QUOTED PASSAGE:
US inbound: Ninth Circuit issues decision on § 482 in Altera v Commissioner case

International Tax Review is part of Legal Benchmarking Limited, 1-2 Paris Garden, London, SE1 8ND

Copyright © Legal Benchmarking Limited and its affiliated companies 2026

Accessibility | Terms of Use | Privacy Policy | Modern Slavery Statement

US inbound: Ninth Circuit issues decision on § 482 in Altera v Commissioner case

Sponsored by

fenwick.jpg
ib-us-inbound.jpg

James Fuller and David Forst of Fenwick & West analyse the Ninth Circuit’s opinion in Altera v Commissioner, in which the majority held that the “commensurate with income” method can be employed to meet the arm’s length standard.

The Ninth Circuit Court of Appeals issued its second opinion in Altera v Commissioner, upholding the Treasury and the Internal Revenue Service's (IRS) § 482 cost sharing regulations. The 2-1 decision reached the same conclusion as the court's withdrawn July 2018 majority opinion, but is more narrowly drafted. Judge Kathleen M O'Malley again wrote a very strong dissent addressing and rejecting all of the arguments raised in the majority opinion.

RAW DATA:
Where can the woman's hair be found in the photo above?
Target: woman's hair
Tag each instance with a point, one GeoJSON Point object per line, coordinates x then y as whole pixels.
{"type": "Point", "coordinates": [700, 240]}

SET OF TASKS:
1. From the article on the Altera decision, extract the stretch from "fenwick.jpg" through "the majority opinion.".
2. In the article on the Altera decision, who wrote the dissent in the Ninth Circuit's second opinion?
Nothing in the listing is needed here.

RESULTS:
1.
fenwick.jpg
ib-us-inbound.jpg

James Fuller and David Forst of Fenwick & West analyse the Ninth Circuit’s opinion in Altera v Commissioner, in which the majority held that the “commensurate with income” method can be employed to meet the arm’s length standard.

The Ninth Circuit Court of Appeals issued its second opinion in Altera v Commissioner, upholding the Treasury and the Internal Revenue Service's (IRS) § 482 cost sharing regulations. The 2-1 decision reached the same conclusion as the court's withdrawn July 2018 majority opinion, but is more narrowly drafted. Judge Kathleen M O'Malley again wrote a very strong dissent addressing and rejecting all of the arguments raised in the majority opinion.

2. Judge Kathleen M O'Malley